Skip every line before the one containing "balcony railing, one", then copy that line and the rest of the entries below exactly, through the last line.
# # # # # # #
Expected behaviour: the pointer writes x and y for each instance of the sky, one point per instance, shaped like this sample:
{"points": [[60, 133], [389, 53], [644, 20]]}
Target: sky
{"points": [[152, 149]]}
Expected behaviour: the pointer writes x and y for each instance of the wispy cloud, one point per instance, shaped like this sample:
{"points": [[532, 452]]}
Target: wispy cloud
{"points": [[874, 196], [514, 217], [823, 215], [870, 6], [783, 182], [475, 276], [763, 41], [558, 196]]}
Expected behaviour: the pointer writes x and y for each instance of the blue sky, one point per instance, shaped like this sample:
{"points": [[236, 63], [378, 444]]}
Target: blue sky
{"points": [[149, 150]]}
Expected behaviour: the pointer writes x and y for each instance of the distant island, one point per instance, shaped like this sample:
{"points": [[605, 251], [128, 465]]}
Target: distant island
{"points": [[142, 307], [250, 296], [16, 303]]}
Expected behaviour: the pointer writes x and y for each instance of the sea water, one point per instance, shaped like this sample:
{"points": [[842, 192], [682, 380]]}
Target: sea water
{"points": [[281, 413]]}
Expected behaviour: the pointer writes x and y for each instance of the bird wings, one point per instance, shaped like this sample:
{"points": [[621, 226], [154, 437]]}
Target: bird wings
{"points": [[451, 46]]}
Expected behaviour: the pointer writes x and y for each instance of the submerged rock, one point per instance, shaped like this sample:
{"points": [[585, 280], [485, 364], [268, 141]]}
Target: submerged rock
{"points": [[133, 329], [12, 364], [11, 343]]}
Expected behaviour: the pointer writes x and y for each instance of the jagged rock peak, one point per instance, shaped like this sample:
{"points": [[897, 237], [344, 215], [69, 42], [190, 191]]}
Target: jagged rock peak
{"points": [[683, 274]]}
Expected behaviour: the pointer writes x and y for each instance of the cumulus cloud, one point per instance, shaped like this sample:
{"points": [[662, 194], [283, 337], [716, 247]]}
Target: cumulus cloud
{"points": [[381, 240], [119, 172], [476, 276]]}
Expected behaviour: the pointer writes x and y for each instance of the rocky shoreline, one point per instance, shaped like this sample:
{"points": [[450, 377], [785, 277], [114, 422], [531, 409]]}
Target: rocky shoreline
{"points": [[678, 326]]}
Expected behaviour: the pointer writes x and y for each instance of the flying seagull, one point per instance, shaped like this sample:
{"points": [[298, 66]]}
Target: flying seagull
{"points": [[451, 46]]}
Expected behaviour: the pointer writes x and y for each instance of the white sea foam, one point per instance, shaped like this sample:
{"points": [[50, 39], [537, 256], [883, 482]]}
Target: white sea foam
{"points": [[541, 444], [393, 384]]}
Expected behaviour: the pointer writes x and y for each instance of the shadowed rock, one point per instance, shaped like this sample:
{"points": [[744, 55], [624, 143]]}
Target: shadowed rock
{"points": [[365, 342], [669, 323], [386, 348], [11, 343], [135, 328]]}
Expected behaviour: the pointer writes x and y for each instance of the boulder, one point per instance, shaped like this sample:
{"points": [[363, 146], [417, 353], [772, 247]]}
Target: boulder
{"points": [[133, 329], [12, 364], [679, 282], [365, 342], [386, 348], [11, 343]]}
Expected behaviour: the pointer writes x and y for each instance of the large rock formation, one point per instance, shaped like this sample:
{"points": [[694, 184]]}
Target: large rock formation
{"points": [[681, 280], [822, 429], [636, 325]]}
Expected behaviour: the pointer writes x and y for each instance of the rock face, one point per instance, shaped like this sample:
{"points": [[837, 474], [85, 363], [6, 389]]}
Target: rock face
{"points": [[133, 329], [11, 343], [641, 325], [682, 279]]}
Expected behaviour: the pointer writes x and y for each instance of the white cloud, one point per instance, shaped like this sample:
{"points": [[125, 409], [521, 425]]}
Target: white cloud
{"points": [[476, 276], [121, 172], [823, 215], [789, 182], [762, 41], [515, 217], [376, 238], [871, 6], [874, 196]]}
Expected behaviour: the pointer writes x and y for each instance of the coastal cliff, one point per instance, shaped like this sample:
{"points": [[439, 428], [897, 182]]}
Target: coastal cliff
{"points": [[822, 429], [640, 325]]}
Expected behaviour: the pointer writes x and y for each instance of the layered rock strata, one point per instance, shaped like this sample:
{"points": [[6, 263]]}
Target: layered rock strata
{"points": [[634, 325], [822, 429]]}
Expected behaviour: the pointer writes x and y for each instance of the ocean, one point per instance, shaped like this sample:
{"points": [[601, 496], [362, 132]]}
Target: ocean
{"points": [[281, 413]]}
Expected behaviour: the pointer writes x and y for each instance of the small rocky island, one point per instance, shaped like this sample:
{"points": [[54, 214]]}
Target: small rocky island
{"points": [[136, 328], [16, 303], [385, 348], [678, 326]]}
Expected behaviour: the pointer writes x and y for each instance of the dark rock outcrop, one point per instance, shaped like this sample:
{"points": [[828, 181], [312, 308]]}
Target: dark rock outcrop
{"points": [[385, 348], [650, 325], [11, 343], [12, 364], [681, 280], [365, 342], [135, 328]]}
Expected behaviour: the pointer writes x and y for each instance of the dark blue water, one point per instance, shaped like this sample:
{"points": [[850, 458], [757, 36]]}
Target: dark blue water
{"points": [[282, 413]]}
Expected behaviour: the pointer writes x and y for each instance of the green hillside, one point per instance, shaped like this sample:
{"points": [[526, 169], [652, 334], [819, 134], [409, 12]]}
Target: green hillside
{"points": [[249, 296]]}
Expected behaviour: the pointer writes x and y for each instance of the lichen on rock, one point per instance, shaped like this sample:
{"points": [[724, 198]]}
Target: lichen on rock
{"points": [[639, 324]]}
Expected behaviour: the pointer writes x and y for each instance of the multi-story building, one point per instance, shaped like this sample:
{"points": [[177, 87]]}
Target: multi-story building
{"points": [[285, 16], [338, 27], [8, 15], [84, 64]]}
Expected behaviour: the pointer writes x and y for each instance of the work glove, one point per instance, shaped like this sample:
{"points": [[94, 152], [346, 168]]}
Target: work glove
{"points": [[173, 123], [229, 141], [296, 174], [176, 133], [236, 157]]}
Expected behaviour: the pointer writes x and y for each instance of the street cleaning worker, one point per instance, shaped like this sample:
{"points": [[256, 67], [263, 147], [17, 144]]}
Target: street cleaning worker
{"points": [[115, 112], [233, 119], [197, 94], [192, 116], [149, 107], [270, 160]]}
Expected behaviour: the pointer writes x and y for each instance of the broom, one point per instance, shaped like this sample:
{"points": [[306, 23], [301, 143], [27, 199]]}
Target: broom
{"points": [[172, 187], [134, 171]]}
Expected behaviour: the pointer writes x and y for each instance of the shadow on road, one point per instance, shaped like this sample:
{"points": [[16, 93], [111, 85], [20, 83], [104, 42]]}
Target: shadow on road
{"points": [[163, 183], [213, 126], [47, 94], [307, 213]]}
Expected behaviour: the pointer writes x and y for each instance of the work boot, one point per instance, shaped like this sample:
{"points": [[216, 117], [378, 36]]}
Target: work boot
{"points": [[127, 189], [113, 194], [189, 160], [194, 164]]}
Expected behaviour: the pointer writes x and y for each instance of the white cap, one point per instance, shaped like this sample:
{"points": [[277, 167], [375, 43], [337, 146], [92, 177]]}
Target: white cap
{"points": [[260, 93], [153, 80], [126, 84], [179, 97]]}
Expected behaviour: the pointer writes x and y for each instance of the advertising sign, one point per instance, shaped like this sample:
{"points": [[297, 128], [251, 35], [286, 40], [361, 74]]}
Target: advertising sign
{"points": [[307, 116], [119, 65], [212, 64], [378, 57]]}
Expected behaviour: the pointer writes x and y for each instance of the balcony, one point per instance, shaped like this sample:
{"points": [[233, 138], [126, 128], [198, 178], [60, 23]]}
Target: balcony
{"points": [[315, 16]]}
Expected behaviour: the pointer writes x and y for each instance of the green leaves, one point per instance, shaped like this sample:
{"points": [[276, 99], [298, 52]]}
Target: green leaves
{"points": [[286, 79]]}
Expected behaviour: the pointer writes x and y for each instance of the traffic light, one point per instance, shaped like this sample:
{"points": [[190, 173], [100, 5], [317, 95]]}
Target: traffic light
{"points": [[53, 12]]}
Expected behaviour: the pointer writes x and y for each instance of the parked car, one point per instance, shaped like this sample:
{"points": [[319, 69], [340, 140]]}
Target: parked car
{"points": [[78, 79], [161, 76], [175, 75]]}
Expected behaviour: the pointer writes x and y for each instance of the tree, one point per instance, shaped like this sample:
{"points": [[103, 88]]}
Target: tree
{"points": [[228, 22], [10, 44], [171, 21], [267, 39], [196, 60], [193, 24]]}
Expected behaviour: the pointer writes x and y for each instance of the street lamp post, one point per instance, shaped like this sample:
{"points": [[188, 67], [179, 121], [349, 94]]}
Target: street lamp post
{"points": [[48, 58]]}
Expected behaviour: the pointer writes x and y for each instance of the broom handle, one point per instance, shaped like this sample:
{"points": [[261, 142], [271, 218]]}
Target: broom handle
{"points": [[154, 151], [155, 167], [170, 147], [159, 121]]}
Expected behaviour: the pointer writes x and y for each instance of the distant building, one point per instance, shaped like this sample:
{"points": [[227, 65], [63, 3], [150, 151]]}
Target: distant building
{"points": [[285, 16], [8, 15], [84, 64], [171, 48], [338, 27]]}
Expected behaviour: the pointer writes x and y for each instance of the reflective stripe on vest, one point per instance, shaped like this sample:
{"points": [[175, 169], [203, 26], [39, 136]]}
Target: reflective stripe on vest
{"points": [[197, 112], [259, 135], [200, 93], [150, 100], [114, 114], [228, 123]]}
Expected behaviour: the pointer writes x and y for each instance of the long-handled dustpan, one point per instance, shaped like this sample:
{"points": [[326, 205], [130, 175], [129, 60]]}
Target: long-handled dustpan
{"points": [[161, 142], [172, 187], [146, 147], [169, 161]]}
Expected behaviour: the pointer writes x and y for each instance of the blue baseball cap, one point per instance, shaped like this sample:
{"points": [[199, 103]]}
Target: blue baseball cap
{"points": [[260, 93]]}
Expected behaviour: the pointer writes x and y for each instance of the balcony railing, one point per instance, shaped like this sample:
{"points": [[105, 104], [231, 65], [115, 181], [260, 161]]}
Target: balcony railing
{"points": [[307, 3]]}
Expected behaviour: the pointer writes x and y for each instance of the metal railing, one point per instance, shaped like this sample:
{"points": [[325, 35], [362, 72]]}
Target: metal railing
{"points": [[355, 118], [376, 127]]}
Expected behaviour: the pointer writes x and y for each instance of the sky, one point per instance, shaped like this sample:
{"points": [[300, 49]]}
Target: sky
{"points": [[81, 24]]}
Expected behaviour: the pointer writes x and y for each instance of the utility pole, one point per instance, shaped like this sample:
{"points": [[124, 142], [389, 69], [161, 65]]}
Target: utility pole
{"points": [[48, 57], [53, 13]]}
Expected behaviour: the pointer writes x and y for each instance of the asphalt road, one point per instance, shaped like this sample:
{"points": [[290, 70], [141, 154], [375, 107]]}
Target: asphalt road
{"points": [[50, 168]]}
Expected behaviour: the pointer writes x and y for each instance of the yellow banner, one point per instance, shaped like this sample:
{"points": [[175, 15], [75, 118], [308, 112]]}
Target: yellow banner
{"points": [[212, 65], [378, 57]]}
# # # # # # #
**Complete response**
Expected behaviour: the pointer writes x and y for each instance of the balcony railing, one point per instance, shaped like this sample:
{"points": [[105, 104], [231, 65], [115, 181], [260, 161]]}
Target: balcony railing
{"points": [[307, 3]]}
Expected behaviour: the pointer writes x and y for each instance of the metal railing, one point per instance, shaped like this sample:
{"points": [[325, 35], [362, 72]]}
Target: metal railing
{"points": [[355, 118], [376, 127]]}
Expected behaviour: the pointer writes x and y for each instance of the sky, one point per instance, shaped like this sample:
{"points": [[300, 49]]}
Target: sky
{"points": [[81, 24]]}
Expected behaviour: the pointer writes x and y for each instance of the utility pole, one point per instance, shaped like this sample:
{"points": [[124, 142], [389, 69], [161, 65]]}
Target: utility pole
{"points": [[48, 57], [53, 13]]}
Expected behaviour: the pointer writes x and y for each instance of the asphalt road, one point per instance, shaped like this sample:
{"points": [[290, 70], [141, 154], [375, 107]]}
Target: asphalt road
{"points": [[50, 168]]}
Expected behaviour: the pointer writes x and y for each instance of the yellow banner, one point per instance, shaped like this sample:
{"points": [[175, 15], [75, 118], [308, 112]]}
Target: yellow banner
{"points": [[212, 65], [378, 57]]}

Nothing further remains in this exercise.